Extracted material:
=== Section Start ===

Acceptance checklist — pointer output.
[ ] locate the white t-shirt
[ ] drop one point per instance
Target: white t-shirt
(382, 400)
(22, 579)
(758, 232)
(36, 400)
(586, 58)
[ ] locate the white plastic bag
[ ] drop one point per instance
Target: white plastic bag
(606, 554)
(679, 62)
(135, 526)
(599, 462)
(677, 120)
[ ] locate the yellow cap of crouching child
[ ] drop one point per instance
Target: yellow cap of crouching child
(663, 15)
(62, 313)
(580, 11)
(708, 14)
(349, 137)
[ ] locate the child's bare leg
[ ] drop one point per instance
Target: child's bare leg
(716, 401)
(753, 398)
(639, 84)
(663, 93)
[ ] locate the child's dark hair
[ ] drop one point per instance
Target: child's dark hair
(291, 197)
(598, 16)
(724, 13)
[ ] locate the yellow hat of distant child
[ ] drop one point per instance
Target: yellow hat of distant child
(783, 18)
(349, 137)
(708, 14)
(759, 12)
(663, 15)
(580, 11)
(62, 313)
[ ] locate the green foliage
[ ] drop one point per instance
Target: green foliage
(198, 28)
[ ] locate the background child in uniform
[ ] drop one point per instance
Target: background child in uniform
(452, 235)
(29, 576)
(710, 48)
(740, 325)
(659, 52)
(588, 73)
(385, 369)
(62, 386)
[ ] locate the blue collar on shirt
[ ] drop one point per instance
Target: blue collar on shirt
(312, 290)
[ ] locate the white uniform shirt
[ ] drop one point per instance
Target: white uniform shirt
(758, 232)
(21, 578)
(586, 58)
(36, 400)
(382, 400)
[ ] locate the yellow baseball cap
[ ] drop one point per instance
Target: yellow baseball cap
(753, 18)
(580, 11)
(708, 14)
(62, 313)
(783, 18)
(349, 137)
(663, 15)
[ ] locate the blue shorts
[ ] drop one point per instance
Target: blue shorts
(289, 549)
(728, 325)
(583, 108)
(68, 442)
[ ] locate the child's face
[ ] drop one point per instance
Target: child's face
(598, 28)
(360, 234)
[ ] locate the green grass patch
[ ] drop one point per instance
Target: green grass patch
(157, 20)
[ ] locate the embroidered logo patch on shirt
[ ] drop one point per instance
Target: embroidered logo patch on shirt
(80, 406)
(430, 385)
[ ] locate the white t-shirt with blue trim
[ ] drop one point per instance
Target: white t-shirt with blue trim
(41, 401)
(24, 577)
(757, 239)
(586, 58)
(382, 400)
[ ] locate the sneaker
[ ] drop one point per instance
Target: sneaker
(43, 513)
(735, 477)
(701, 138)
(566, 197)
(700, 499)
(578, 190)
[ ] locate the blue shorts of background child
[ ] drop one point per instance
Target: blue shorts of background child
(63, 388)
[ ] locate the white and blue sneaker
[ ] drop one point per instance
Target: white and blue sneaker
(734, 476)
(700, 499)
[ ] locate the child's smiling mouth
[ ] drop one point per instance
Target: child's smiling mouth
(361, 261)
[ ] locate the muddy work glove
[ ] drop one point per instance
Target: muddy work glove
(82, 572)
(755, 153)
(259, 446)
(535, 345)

=== Section End ===

Exercise goal: The records above are to be set down again exactly as written.

Result below:
Acceptance checklist — pointer output.
[ ] locate the white t-shirt
[ ] drop one point per instance
Target: white t-shirt
(382, 400)
(22, 579)
(758, 232)
(36, 400)
(586, 58)
[ ] locate the white plastic bag
[ ] drop one point per instance
Target: white plastic bag
(606, 554)
(679, 62)
(135, 526)
(599, 462)
(677, 120)
[ ] locate the yellow cap of crouching child
[ ] drop one point per instance
Target: yellow cap of crouching child
(663, 15)
(62, 313)
(580, 11)
(708, 14)
(349, 137)
[ ] locate the child's bare leg
[ ] drop one point per instance
Target: child's bare leg
(716, 401)
(753, 398)
(639, 84)
(663, 93)
[ ] locate the child's dark hair
[ ] drop one point per instance
Target: child's dark hair
(291, 197)
(598, 16)
(724, 13)
[ ] locate the yellow hat of distant child
[ ] drop one point per instance
Target: yellow hat of distant child
(783, 18)
(349, 137)
(708, 14)
(759, 12)
(663, 15)
(580, 11)
(62, 313)
[ ] locate the green foliage
[ ] drop one point per instance
Target: green foliage
(198, 28)
[ ] locate the background child in uniform
[ ] drop one point per instance
Target: background child in uniform
(452, 235)
(29, 576)
(710, 48)
(740, 325)
(659, 52)
(588, 73)
(385, 369)
(62, 386)
[ ] locate the blue collar on shirt
[ ] drop one point per instance
Target: blue collar on shirt
(312, 290)
[ ] locate the white uniform shirt
[ ] drop one point per instance
Target: white uniform shirt
(758, 232)
(21, 578)
(586, 58)
(36, 400)
(382, 400)
[ ] locate the yellow baseball cap
[ ] drop one point per instance
Target: yellow baseball cap
(753, 18)
(580, 11)
(708, 14)
(62, 313)
(783, 18)
(349, 137)
(663, 15)
[ ] locate the blue shorts
[ ] drop one point per instance
Target: blue shorts
(289, 549)
(728, 325)
(583, 108)
(68, 442)
[ ] locate the child's face
[ ] drop one point per instance
Target: child's face
(598, 28)
(360, 234)
[ ] locate the green grass patch
[ ] drop one point per instance
Target: green grass patch
(157, 20)
[ ] locate the embroidered logo patch on shirt
[ ] drop one point per instance
Target: embroidered logo patch on shirt
(80, 406)
(430, 385)
[ ] locate the white t-shirt with blue trim
[ ] drop one point per instance
Target: white t-shirt with blue trim
(41, 401)
(24, 577)
(757, 239)
(586, 58)
(382, 400)
[ ] locate the sneaker
[ ] drop one point per instance
Target: sneaker
(43, 513)
(735, 477)
(701, 138)
(566, 197)
(700, 499)
(578, 190)
[ ] locate the blue shorts of background child
[ ] drop one point per instance
Target: blue shorts of background child
(63, 388)
[ ] locate the white and blue sneaker
[ ] drop one point per instance
Target: white and blue sneaker
(734, 476)
(700, 499)
[ ] locate the child's smiling mouth
[ ] drop one point per instance
Target: child's smiling mouth
(361, 261)
[ ] locate the muddy work glove
[ ] drop one point per instance
Target: muddy work glove
(82, 572)
(755, 153)
(259, 446)
(535, 345)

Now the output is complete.